* EXCERPTED TEXT:
****

Limbo, Place for all that was

Richard (38 years old) writes: “I am terribly disappointed. She certainly was not what I had hoped and expected. Irresponsible and empty-headed. No, not stupid, really - but childish, immoral. These awkward habits, this disgusting pill-abuse. I can never - never in my life - love such a woman. And I believed her to be intelligent and well-read!”

 

1975

It is good that you’re trying to realise your mistakes

 
Jean (25 years old) writes: “I’m really mad. I am hurt like hell! And still I cry my eyes out. Hank that price-idiot. And all that blood in the bathroom, his pale face. That stupid idiot! Of course I cared for him. But this is not the time for love. It’s outdated, bourgeois, It’s reactionary. Shit, now I’ve started weeping again! I must work, read my books.”

 

 

1957

 
The Sun is shining cold and bleak
And there’s no shelter you can seek…

Keith (14 years old) writes: “Elvis he’s my favourite rock’n’roll singer. He’s mine and Hank’s “idol”. Yesterday, we took the bus all the way to Cambridge and bought an Elvis record. It is good. It’s called “Jailhouse Rock”. Miss Honeycomb will be furious when we play it!!! Tomorrow, I will tell Hank to learn to play the saxophone, and I’ll play the drums! Then we have a band!

 

 

 

Clumsy Humphrey, Dance with me!
I’m the
flower you’re the bee!

****

* WORK REQUEST A: In the records, from the first line up to and including the line with "positive clicks: (1268, 398)", switch "optional" to "voluntary" and leave everything else unchanged. Return only those lines.

****

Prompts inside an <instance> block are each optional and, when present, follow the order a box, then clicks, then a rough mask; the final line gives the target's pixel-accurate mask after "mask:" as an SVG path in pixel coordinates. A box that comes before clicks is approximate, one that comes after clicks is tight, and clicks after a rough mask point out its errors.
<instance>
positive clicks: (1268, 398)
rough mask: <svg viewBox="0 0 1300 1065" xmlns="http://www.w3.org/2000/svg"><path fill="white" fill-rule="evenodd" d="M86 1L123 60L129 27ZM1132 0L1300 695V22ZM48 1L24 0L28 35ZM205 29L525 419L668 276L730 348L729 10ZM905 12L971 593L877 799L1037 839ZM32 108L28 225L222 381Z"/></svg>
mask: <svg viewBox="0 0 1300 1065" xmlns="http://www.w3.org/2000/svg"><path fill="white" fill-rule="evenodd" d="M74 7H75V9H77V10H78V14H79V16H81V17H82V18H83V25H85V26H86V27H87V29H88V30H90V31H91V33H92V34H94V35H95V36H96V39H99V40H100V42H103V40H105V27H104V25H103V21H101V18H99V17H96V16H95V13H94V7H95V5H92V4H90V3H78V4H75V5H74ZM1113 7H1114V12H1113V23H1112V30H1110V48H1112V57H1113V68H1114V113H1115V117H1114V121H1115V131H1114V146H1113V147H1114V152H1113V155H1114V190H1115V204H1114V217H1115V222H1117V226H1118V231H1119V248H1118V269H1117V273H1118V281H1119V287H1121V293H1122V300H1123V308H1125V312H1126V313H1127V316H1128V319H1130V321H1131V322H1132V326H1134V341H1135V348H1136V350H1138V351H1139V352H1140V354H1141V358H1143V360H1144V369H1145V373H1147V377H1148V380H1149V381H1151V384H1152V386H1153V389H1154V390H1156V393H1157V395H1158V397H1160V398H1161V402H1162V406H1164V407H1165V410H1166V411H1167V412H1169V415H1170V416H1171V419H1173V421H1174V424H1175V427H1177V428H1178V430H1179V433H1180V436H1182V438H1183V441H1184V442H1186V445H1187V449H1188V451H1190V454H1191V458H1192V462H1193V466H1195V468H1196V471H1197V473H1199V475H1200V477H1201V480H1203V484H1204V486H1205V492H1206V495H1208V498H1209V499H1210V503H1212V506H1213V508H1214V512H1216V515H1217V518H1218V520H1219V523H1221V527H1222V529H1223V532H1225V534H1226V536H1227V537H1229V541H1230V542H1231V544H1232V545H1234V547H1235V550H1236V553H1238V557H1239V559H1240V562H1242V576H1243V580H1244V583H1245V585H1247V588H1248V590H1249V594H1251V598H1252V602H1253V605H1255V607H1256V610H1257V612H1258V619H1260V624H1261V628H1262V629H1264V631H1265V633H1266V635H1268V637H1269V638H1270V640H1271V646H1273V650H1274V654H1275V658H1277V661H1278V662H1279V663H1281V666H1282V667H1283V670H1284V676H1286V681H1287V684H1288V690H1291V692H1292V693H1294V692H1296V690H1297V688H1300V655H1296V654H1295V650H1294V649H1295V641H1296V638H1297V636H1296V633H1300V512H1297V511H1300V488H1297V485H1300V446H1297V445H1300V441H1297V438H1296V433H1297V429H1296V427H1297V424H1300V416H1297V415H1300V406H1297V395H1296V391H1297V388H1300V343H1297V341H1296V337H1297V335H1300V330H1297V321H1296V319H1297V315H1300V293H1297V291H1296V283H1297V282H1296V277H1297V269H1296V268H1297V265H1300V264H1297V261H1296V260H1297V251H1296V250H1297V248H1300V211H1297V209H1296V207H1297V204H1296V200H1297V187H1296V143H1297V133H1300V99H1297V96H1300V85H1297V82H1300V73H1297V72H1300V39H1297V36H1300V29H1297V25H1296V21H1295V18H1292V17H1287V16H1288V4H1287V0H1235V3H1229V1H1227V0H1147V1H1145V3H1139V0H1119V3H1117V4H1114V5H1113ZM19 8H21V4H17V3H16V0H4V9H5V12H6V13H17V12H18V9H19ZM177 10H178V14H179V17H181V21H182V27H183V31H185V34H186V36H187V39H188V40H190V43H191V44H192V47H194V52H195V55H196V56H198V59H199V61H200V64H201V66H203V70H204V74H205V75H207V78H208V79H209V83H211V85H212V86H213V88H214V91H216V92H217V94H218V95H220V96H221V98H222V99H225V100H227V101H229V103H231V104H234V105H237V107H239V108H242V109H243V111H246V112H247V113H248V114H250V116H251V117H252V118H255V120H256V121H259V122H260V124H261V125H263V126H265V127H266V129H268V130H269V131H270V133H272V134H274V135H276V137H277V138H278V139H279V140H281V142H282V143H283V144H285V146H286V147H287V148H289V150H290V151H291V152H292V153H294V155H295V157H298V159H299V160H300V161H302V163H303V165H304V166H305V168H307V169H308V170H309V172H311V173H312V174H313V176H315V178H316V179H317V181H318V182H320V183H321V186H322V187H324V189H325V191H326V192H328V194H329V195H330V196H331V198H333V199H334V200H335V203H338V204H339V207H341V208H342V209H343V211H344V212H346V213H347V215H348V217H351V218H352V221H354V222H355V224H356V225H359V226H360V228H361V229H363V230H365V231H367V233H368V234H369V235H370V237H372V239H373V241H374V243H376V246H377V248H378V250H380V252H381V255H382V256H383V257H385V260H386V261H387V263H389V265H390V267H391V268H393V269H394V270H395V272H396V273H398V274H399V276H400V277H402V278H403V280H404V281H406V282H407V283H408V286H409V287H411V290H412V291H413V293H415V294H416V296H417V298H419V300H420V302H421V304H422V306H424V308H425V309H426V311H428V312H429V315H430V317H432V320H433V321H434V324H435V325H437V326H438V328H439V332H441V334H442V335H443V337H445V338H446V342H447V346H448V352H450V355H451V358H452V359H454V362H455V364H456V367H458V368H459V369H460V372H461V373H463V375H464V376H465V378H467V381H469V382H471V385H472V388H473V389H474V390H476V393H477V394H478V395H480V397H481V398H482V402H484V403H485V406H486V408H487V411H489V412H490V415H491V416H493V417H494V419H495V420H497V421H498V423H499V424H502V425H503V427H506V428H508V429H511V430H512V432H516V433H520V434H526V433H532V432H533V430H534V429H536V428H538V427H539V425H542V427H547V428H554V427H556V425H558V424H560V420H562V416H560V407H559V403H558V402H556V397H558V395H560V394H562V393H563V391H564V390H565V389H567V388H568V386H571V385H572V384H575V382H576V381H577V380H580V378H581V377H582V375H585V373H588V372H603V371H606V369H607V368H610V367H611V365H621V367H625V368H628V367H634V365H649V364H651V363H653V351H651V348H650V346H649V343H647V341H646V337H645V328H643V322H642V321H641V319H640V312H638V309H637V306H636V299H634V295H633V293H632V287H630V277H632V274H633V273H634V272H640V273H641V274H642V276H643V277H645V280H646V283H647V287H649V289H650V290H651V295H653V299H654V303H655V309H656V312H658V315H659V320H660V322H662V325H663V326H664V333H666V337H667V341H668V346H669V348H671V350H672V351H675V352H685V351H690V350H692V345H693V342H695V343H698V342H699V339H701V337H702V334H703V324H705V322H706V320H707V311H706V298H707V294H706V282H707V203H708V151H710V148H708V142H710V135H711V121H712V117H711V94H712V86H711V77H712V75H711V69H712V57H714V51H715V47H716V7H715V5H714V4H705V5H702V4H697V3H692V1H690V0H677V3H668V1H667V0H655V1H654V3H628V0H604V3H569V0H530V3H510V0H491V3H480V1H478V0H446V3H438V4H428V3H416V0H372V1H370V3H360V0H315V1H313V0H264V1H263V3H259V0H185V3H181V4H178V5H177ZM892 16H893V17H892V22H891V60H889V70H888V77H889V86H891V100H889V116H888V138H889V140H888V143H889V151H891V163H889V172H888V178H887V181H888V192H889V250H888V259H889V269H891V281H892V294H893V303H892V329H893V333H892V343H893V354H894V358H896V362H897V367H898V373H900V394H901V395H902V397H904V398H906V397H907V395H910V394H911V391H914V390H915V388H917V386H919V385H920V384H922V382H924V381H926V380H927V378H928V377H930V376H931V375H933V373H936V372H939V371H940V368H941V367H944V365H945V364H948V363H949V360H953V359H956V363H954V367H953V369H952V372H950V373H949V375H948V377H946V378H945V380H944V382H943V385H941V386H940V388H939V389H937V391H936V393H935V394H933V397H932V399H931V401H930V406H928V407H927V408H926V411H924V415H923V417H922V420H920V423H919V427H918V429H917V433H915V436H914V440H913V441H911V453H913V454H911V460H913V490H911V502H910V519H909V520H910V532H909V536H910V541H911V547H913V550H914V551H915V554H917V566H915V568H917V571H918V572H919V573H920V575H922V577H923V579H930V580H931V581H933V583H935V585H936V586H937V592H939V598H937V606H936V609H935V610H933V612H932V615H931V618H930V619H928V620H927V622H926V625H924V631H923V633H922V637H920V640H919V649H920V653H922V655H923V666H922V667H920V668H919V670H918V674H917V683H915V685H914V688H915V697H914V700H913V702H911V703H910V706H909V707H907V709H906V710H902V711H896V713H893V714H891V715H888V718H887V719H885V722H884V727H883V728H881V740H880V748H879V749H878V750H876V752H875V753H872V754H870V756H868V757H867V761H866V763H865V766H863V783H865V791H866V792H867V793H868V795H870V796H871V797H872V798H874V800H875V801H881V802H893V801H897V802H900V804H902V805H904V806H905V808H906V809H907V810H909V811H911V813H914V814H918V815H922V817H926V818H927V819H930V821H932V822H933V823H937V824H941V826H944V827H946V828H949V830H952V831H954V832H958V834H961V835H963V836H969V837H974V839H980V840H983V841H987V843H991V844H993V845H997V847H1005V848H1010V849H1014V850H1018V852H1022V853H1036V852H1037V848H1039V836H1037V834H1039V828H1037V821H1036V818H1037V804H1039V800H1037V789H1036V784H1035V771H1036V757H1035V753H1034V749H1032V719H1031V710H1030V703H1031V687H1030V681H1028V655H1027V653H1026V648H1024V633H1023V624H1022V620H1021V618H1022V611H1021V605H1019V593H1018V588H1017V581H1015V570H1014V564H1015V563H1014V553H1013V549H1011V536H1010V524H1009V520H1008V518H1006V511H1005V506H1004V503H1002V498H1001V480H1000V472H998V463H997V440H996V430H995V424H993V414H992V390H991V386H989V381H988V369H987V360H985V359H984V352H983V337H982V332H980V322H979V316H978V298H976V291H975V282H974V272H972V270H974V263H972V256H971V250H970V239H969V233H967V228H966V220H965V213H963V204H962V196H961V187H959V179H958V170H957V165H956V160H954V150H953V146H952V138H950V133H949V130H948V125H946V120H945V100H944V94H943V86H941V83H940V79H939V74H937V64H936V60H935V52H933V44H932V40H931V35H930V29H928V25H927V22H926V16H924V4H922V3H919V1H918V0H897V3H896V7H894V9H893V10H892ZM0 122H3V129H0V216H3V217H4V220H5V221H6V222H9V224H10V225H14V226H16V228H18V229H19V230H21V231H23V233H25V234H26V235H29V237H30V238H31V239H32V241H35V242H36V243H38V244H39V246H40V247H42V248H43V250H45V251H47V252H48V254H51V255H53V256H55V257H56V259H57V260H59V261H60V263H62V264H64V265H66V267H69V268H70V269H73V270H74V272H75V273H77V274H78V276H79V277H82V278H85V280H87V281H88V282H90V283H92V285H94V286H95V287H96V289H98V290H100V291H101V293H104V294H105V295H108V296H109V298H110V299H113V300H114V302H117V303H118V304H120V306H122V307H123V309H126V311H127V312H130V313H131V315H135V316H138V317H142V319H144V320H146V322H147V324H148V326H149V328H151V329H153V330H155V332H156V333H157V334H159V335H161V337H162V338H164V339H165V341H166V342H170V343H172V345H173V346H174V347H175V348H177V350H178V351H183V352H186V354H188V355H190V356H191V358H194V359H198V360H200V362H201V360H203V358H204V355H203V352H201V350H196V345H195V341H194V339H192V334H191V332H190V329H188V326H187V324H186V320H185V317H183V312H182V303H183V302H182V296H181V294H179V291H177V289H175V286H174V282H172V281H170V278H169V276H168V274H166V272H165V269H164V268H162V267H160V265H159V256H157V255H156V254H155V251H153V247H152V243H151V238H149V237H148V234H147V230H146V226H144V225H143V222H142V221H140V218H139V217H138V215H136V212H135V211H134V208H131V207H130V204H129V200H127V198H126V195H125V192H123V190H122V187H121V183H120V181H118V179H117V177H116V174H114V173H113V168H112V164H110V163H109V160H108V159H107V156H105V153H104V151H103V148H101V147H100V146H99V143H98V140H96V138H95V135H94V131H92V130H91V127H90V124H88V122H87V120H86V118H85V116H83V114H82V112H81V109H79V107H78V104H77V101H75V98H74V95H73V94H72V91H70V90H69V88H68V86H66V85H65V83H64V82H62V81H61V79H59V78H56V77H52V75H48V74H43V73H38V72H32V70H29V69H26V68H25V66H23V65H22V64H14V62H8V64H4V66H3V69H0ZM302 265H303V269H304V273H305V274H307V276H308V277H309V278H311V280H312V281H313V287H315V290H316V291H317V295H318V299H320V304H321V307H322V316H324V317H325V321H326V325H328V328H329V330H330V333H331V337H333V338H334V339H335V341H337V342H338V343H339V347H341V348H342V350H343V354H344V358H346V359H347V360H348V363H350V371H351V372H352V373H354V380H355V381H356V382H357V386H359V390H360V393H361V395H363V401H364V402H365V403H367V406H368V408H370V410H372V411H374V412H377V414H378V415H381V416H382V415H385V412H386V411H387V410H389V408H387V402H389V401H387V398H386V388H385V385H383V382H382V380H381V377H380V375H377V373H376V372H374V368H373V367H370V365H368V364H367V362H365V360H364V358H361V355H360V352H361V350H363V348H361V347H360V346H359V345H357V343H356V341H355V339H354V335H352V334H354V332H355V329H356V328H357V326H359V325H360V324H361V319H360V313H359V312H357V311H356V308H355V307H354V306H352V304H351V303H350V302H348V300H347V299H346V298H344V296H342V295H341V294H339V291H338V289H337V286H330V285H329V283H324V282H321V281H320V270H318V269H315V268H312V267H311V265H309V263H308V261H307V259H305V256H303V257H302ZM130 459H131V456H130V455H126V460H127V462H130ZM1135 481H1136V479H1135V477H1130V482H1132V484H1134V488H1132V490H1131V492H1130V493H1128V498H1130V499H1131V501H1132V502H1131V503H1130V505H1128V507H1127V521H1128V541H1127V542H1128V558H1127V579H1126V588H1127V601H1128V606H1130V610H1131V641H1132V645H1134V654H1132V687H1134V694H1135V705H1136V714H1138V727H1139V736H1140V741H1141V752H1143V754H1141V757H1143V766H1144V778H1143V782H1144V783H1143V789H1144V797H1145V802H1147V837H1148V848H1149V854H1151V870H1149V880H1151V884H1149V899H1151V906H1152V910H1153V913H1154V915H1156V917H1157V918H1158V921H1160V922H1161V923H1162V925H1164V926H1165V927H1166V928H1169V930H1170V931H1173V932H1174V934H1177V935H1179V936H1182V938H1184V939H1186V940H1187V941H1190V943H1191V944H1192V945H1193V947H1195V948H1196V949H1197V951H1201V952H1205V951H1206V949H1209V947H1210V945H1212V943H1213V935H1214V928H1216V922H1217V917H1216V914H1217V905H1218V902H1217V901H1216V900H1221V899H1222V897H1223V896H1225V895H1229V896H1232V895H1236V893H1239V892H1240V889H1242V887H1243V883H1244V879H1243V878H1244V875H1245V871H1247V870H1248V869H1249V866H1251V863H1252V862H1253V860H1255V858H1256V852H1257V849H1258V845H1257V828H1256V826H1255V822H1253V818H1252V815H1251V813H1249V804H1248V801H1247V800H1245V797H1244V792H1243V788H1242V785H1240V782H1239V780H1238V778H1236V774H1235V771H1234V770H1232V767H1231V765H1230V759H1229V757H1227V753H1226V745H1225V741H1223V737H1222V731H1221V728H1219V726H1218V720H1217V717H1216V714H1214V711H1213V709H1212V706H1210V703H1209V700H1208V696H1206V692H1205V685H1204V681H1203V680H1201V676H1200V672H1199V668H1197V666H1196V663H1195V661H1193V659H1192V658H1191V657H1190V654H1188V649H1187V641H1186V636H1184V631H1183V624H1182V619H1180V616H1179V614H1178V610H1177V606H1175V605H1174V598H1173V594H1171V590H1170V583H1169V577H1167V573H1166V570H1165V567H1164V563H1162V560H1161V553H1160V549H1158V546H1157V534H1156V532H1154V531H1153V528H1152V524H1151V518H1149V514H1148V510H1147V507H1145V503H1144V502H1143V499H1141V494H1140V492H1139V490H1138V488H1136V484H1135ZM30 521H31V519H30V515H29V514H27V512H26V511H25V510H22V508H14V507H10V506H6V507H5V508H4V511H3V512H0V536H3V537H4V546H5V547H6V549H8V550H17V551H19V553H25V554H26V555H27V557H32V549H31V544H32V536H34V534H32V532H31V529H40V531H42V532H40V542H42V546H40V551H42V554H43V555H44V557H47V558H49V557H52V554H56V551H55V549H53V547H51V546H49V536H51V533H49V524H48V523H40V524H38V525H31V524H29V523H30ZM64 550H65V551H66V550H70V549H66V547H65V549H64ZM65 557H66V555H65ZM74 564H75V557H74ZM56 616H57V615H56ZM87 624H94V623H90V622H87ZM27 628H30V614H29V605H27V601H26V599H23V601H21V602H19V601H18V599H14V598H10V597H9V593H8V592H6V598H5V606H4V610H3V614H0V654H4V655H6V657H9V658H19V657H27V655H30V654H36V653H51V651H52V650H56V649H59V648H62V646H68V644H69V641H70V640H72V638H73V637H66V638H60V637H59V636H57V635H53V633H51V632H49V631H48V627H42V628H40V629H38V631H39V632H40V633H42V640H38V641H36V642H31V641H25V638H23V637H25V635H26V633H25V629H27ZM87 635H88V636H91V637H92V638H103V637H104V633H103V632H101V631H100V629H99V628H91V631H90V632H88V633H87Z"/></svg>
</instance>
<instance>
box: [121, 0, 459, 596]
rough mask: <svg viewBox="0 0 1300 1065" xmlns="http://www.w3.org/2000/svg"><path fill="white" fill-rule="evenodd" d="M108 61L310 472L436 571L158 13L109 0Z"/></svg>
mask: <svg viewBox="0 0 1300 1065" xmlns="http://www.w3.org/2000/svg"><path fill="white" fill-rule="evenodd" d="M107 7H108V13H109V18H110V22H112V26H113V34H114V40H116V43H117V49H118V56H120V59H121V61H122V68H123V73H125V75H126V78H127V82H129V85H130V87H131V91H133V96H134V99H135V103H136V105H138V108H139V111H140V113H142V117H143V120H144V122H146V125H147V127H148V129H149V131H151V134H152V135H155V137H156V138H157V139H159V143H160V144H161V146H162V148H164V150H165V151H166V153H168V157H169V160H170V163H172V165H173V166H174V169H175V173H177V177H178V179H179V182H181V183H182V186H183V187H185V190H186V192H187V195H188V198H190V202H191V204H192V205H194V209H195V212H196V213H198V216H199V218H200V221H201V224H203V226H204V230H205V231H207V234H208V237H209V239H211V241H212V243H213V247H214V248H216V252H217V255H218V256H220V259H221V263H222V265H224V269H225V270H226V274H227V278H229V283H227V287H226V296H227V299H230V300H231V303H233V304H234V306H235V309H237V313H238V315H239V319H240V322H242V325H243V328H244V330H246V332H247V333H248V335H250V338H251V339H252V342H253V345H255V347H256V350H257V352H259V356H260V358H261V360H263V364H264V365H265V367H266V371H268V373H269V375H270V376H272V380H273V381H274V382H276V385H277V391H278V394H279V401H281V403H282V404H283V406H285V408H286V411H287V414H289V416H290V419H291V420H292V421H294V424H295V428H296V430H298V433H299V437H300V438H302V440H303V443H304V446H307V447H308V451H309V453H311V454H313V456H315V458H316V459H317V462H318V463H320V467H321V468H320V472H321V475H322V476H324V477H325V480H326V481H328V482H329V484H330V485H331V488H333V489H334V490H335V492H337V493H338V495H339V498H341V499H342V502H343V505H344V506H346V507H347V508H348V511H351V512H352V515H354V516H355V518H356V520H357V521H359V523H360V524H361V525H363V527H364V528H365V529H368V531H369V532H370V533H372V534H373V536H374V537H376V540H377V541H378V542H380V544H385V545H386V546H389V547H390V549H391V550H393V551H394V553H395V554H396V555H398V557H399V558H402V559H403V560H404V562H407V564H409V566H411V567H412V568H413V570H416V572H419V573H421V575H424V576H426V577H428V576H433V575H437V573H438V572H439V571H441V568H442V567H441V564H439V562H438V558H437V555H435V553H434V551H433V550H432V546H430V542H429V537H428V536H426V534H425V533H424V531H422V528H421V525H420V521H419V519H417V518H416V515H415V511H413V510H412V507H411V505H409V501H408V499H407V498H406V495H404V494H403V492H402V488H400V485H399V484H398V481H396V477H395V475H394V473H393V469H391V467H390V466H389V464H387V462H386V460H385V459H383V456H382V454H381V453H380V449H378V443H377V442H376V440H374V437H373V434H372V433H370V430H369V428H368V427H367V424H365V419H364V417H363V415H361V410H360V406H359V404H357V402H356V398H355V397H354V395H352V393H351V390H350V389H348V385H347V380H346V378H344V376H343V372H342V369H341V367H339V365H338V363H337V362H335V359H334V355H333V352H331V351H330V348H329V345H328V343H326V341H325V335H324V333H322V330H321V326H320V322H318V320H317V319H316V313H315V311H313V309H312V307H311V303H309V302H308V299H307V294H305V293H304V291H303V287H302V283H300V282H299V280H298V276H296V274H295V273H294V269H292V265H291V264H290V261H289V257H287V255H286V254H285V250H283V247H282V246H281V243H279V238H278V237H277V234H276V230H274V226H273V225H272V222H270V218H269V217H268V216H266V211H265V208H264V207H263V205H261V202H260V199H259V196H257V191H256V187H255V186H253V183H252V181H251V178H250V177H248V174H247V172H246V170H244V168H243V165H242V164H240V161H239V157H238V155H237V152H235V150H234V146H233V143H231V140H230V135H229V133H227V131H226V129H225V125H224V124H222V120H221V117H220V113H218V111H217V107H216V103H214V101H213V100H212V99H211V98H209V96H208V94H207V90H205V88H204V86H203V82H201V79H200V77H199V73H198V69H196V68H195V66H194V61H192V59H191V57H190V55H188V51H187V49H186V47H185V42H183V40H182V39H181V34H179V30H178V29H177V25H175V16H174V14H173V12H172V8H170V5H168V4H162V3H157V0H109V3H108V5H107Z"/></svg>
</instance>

****

* WORK REQUEST B: Pick up the text titled "Limbo, Place for all that was" from its last line and continue it.

* TASK OUTPUT A:
Prompts inside an <instance> block are each voluntary and, when present, follow the order a box, then clicks, then a rough mask; the final line gives the target's pixel-accurate mask after "mask:" as an SVG path in pixel coordinates. A box that comes before clicks is approximate, one that comes after clicks is tight, and clicks after a rough mask point out its errors.
<instance>
positive clicks: (1268, 398)

* TASK OUTPUT B:
A Travel in Time and Soul

Four generations in London and Cambridge. Frozen in chaotic snapshots; Charleston, New Look, Cold War, the Marxist Movements, the fall of the Berlin Wall, a new Europe. But not necessarily in that order!

 

We want another World, another Freedom!

Frozen Positions mixes known and unknown media, experimenting with wide-screen film and computer animation.

 

The Shadows of Reality

Brutally, the characters of Frozen Positions are deprived of their dreams. But in their inner or outer prisons, the dreams live on as shadow-figures from a remote past or future.

 

Playing to loose

The fearful face of violence, physical and psychological. Defenceless victims playing against brutal oppression. Children against children, generation against generation. Cold intellect against love and hope.

 

Unlimited Freedom of Music

The eternal band of the many names. Always 24 years old, always together for 3 years. Timeless in the new fashion. Kissed by the Muses and persecuted by the art commis­sioners of the ages. Freedom and Eternity.

 

 

The History

 

The history of Frozen Positions is long and complicated. The musical has its roots in one of my first rock musicals, “Silence”, but arriving to its present form took almost 24 years!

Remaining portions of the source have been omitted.